_What you will do_
Give back every record below, character for character.

Extracted records:
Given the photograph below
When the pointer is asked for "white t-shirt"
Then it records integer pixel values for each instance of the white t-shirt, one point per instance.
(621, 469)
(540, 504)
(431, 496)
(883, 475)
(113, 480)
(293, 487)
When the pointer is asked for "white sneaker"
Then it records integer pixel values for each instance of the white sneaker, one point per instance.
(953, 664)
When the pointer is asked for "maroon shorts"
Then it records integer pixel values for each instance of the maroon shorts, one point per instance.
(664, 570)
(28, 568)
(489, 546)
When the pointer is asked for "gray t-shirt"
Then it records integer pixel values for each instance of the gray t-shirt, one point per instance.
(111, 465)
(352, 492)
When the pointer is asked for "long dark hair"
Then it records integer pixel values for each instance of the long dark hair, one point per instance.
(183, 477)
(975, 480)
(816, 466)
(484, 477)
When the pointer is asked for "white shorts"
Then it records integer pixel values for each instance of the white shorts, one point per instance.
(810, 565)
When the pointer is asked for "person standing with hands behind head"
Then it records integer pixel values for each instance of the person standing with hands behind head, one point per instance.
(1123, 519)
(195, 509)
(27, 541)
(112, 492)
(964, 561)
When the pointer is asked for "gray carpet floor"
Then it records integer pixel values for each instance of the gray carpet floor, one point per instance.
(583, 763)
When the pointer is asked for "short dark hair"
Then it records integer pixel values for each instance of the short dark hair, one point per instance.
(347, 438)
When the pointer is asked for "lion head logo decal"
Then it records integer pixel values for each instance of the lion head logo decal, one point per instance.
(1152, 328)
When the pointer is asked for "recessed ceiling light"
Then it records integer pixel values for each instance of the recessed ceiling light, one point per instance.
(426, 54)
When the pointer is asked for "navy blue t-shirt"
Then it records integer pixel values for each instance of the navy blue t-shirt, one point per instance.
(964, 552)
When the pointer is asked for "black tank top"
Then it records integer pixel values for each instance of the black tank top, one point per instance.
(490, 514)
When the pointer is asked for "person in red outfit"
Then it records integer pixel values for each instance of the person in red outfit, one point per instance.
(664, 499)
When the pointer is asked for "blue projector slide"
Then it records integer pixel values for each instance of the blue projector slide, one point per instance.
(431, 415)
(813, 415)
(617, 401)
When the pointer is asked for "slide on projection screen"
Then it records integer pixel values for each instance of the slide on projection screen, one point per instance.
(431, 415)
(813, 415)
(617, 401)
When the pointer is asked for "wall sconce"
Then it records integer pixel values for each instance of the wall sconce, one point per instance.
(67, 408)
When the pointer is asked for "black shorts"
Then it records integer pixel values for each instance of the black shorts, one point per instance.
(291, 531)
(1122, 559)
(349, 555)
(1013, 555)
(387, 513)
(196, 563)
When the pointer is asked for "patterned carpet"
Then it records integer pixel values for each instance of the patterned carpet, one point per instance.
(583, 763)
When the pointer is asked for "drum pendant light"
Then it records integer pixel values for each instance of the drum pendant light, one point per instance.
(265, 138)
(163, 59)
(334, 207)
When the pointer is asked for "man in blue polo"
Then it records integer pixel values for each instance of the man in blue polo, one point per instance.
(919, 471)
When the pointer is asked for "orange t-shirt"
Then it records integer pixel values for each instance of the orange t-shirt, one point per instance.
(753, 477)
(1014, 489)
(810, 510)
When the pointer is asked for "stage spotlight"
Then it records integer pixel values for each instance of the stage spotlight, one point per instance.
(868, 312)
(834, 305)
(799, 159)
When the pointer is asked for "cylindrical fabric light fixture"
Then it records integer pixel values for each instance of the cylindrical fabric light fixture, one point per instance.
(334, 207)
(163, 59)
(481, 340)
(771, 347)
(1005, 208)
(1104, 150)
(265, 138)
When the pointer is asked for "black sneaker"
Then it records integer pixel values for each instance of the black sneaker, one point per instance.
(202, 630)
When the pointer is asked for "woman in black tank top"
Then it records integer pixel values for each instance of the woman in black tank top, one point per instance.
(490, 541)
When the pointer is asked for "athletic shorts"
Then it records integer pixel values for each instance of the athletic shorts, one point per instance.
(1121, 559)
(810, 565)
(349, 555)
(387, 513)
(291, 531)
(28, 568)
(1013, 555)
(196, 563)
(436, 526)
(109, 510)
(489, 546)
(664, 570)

_Response to this exercise_
Given the photograph below
When the pointer is asked for "white t-shirt"
Then it records integer pixel values for each instance of the white t-shirt, one point per instance.
(621, 469)
(540, 504)
(431, 496)
(883, 475)
(113, 480)
(293, 487)
When the pointer is asked for "white sneaker"
Then it records integer pixel values for each instance of the white sneaker, one point per instance.
(953, 664)
When the pointer is asked for "maroon shorts"
Then it records integer pixel values for each instance of the maroon shorts, one point per instance.
(664, 570)
(28, 568)
(489, 546)
When the pointer is asked for "gray t-shirt"
Then it records integer pixel values for each instance of the gray t-shirt, one point per instance.
(111, 465)
(352, 492)
When the pointer is asked for "long dark hair"
Then it records integer pixel values for each instance of the long dark hair, one point per instance.
(183, 477)
(975, 480)
(816, 466)
(484, 477)
When the pointer is asked for "white shorts"
Then it records integer pixel values for each instance of the white shorts, one point per instance.
(810, 565)
When the pointer is asked for "person standing with hands behind head"
Then it records integer pixel values for each instance of the person standing with hands behind head, one point per instance.
(1123, 519)
(195, 509)
(27, 541)
(112, 492)
(964, 561)
When the pointer is asked for "gray carpet floor"
Then it records integer pixel values for each instance of the gray carpet floor, one point per instance.
(583, 763)
When the pointer is asked for "short dark hair"
Then it records integer pixel values for each instance of the short dark hair, one point per instance.
(347, 438)
When the pointer is asked for "lion head logo decal"
Then it records integer pixel values for each instance of the lion head logo decal, one point per instance.
(1152, 328)
When the pointer is asked for "recessed ceiling light"
Then it records integer pixel values for each instance of the recessed ceiling light, one point per instance.
(426, 54)
When the pointer is asked for "navy blue t-shirt"
Then it records integer pixel values for each instance of the navy blue t-shirt, one point per instance.
(964, 552)
When the pointer is asked for "black tank top"
Then it records integer pixel values for each instance of the black tank top, one point per instance.
(490, 514)
When the pointer is asked for "person in red outfit"
Then it records integer pixel values for each instance of the person in red outfit, one point per instance.
(664, 499)
When the pointer is asked for "blue projector slide"
Then it records integer pixel values for each instance of the blue projector slide, one point per instance.
(431, 415)
(813, 415)
(617, 401)
When the pointer is asked for "slide on projection screen"
Then it records integer pixel values for each instance of the slide on projection screen, one point per instance.
(431, 415)
(813, 415)
(617, 401)
When the pointer is asked for "wall sconce"
Then it records integer pixel values for each instance of the wall sconce, one point per instance.
(67, 408)
When the pointer is asked for "black shorts"
Then it records integer pixel values for each instance of the black shorts, one point per instance.
(291, 531)
(1122, 559)
(349, 555)
(1013, 555)
(387, 513)
(196, 563)
When the pointer is asked for "patterned carpet"
Then it records integer pixel values for each instance of the patterned carpet, one point per instance.
(583, 763)
When the pointer is asked for "drum pendant light"
Then it records integer pixel values for each instance of the drum pendant light, one point per instance.
(265, 138)
(163, 59)
(334, 207)
When the pointer is asked for "man in blue polo"
Then it records integer pixel values for each instance of the man in blue polo, one point per instance.
(919, 471)
When the pointer is asked for "orange t-shirt"
Then it records integer pixel values for each instance of the orange t-shirt, one point per instance.
(753, 477)
(1014, 489)
(810, 510)
When the pointer is asked for "stage spotlight"
Then it records integer pixel values for each instance of the stage spotlight, one point per instance.
(868, 312)
(834, 305)
(799, 159)
When the pointer is asked for "cylindrical fabric light fixture"
Then it records integer pixel values for each instance of the cylindrical fabric light fixture, one point per instance.
(334, 207)
(163, 59)
(481, 340)
(771, 347)
(1005, 208)
(1104, 150)
(265, 138)
When the pointer is asked for "black sneaker"
Then it records integer pixel values for each instance of the black sneaker, one point per instance.
(202, 630)
When the pointer is asked for "woman in black tank top"
Then it records integer pixel values for each instance of the woman in black tank top, one point per instance.
(490, 541)
When the pointer is asked for "athletic shorts"
Then it records integer pixel values for each instance of the athletic shorts, one point per instance.
(1121, 559)
(810, 565)
(349, 555)
(387, 513)
(291, 531)
(28, 568)
(1013, 555)
(196, 563)
(436, 526)
(109, 510)
(489, 546)
(664, 570)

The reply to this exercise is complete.